**Action item**: In your copy of the data below, reproduce every entry exactly and omit the pictures.

————

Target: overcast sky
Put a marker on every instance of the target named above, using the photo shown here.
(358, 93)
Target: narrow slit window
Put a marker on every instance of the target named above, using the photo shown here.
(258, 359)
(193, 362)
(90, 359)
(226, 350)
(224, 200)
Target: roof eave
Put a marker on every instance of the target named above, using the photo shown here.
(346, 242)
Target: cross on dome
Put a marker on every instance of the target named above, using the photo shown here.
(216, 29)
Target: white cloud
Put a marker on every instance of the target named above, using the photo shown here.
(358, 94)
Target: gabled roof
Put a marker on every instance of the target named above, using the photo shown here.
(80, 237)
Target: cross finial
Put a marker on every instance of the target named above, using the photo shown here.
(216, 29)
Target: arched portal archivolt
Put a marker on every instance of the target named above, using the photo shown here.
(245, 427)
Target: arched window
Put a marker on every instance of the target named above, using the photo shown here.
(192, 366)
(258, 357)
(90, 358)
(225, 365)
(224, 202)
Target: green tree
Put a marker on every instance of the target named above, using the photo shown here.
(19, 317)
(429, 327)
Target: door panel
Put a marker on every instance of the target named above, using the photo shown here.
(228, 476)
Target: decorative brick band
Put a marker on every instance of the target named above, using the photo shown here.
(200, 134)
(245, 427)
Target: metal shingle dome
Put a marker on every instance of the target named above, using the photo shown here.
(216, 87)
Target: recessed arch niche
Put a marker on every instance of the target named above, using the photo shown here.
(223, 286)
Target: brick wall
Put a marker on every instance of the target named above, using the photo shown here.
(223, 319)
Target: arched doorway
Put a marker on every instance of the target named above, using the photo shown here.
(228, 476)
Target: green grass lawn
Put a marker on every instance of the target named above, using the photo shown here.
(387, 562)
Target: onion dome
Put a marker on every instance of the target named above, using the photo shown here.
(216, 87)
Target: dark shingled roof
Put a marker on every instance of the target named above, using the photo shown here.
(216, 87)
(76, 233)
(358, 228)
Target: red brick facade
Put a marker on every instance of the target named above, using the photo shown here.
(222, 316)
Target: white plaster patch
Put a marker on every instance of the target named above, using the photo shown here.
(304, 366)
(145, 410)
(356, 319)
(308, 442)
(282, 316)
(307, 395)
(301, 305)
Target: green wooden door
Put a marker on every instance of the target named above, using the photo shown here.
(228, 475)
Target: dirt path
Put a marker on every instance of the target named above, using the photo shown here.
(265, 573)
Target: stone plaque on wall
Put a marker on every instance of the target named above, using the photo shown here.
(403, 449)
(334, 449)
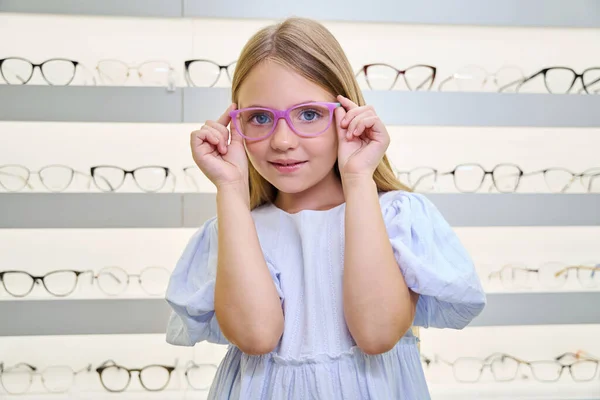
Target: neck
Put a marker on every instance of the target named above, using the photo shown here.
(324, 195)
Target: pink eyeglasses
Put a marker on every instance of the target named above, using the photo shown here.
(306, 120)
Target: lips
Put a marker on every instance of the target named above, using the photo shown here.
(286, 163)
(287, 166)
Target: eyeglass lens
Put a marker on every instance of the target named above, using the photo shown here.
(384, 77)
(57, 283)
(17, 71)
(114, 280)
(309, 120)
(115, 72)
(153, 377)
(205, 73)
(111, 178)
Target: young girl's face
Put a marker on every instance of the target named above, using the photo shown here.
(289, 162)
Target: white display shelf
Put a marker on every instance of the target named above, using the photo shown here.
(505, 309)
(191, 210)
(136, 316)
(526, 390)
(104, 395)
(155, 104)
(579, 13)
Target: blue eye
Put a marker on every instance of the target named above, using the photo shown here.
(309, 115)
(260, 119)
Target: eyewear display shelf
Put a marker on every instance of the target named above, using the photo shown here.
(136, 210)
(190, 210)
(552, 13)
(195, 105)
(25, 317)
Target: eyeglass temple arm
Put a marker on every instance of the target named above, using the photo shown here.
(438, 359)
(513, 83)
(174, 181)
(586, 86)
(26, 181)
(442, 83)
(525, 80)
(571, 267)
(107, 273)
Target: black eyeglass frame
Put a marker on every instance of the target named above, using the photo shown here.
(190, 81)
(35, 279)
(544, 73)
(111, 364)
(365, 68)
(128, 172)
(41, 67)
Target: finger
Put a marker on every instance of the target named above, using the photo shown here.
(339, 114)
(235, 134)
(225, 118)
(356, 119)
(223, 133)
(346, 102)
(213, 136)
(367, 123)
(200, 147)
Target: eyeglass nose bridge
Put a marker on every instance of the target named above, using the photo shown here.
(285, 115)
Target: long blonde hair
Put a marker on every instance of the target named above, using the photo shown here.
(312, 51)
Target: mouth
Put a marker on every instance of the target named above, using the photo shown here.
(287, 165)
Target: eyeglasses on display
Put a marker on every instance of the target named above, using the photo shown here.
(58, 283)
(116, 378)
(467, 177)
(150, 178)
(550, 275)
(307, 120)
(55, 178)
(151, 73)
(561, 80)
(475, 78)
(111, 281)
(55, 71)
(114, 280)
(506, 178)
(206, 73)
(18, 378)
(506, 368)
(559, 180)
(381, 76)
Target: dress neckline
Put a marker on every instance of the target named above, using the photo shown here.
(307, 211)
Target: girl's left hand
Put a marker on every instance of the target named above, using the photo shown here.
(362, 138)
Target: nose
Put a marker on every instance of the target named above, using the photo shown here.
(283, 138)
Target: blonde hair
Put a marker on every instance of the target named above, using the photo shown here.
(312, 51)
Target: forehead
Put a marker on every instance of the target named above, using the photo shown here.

————

**Result of this exercise**:
Target: overcast sky
Put a marker on every instance of the target named above, using the photo shown here.
(358, 93)
Target: narrow slit window
Put a marker on every instance of the target named above, using the photo shown here.
(258, 359)
(193, 362)
(90, 359)
(226, 350)
(224, 200)
Target: roof eave
Put a marker on every instance of the target named above, using the photo shown here.
(346, 242)
Target: cross on dome
Put a marker on every instance of the target named above, using the photo shown here.
(216, 29)
Target: white cloud
Put a marker on every instance of the target named above, using the photo shown here.
(358, 94)
Target: gabled roof
Put a marker on every instance of the target named above, using the photo shown here.
(80, 237)
Target: cross finial
Put a marker on every instance of the target named above, using the photo shown here.
(216, 29)
Target: arched portal archivolt
Put a marker on every instance of the target named above, using the photo shown here.
(245, 427)
Target: arched window
Put a marker on every instance of the target named above, using the photo shown here.
(192, 366)
(258, 357)
(90, 358)
(225, 365)
(224, 202)
Target: green tree
Put a marker on every instance of the target named above, using the photo shown here.
(19, 317)
(429, 327)
Target: door panel
Put a marker on every instance of the target named above, using the photo shown here.
(228, 476)
Target: decorative brick band
Put a marker on every instance of the target named above, using the photo shown here.
(200, 134)
(245, 427)
Target: metal shingle dome
Put a marker on every instance of the target named above, using the photo shown here.
(216, 87)
Target: recessed arch niche
Put a marker on every instance of the target named above, using the photo shown here.
(223, 286)
Target: brick wall
Put a marker on every instance of the target named above, using the photo shown here.
(223, 319)
Target: arched doorway
Put a marker on every instance of the target named above, using the photo shown here.
(228, 476)
Target: green grass lawn
Put a marker on every instance of the target named above, using the photo shown here.
(387, 562)
Target: onion dome
Put a marker on every instance of the target named above, using the photo shown here.
(216, 87)
Target: dark shingled roof
Put a marker on every instance of the target named above, using the photo shown here.
(216, 87)
(76, 233)
(358, 228)
Target: red brick facade
Put a marker on every instance of the target named above, using the photo shown here.
(222, 316)
Target: white plaster patch
Put a marker on every instance of the target named above, using the photo shown here.
(304, 366)
(145, 410)
(356, 319)
(308, 442)
(282, 316)
(307, 395)
(301, 305)
Target: green wooden door
Put a marker on every instance of the target named above, using the photo shown here.
(228, 475)
Target: dirt path
Put a marker on every instance of the target named above, using the photo shown here.
(265, 573)
Target: stone plaque on wall
Put a marker on every instance of the target named above, using the photo shown here.
(403, 449)
(334, 449)
Target: neck
Put a marker on every instance of the target named above, using the photo shown here.
(324, 195)
Target: pink eyeglasses
Put a marker on every instance of the target named above, using the photo shown here.
(306, 120)
Target: lips
Put a marker on every instance of the target named above, using the photo shown here.
(286, 163)
(287, 166)
Target: eyeglass lens
Put a marker on every instance of the target named above, using the photo shown here.
(384, 77)
(57, 283)
(17, 71)
(114, 280)
(309, 120)
(115, 72)
(153, 377)
(205, 73)
(111, 178)
Target: young girl's face
Put a marker on every instance of the target named above, using the photo shown here.
(289, 162)
Target: white display shelf
Put a marker on every instance of the target named above, using the photo shown here.
(505, 309)
(191, 210)
(136, 316)
(526, 390)
(104, 395)
(155, 104)
(579, 13)
Target: blue eye
Put a marker on every instance of the target named above, using the photo shown here.
(309, 115)
(260, 119)
Target: eyewear display shelf
Put a marker on every instance of the target named above, using the photo shown here.
(136, 210)
(190, 210)
(552, 13)
(195, 105)
(25, 317)
Target: eyeglass temple arm
Put a marker on every instance of the target named above, using the photo shown here.
(438, 359)
(513, 83)
(174, 181)
(586, 86)
(26, 181)
(442, 83)
(525, 80)
(571, 267)
(107, 273)
Target: black eyeglass frame
Put a marker on every instance of the target named above, using the photo shown here.
(190, 81)
(35, 279)
(544, 73)
(111, 364)
(365, 68)
(128, 172)
(41, 67)
Target: finger
Put a marker on every instance of the target named above, using the photo shown here.
(339, 114)
(235, 134)
(225, 118)
(356, 119)
(223, 133)
(346, 102)
(213, 136)
(367, 123)
(200, 147)
Target: eyeglass nose bridge
Put a marker on every instance of the target named above, using the photo shown here.
(285, 115)
Target: long blonde hair
Put a marker on every instance of the target named above, using the photo shown here.
(312, 51)
Target: mouth
Put a marker on every instance of the target named above, using the photo shown here.
(287, 165)
Target: eyeglasses on display
Put a marker on every instance of the target named above, using the photo shown here.
(58, 283)
(116, 378)
(467, 177)
(150, 178)
(550, 275)
(307, 120)
(55, 178)
(151, 73)
(561, 80)
(475, 78)
(111, 281)
(55, 71)
(114, 280)
(506, 178)
(206, 73)
(18, 378)
(506, 368)
(559, 180)
(381, 76)
Target: dress neckline
Put a marker on every instance of the target named above, using the photo shown here.
(307, 211)
Target: girl's left hand
Put a marker on every instance of the target named above, using the photo shown here.
(362, 138)
Target: nose
Put a marker on every instance of the target named above, using the photo shown here.
(283, 138)
Target: blonde hair
Put a marker on every instance of the target named above, using the photo shown here.
(312, 51)
Target: forehead
Put a marker on every instance of the target named above, using the photo shown here.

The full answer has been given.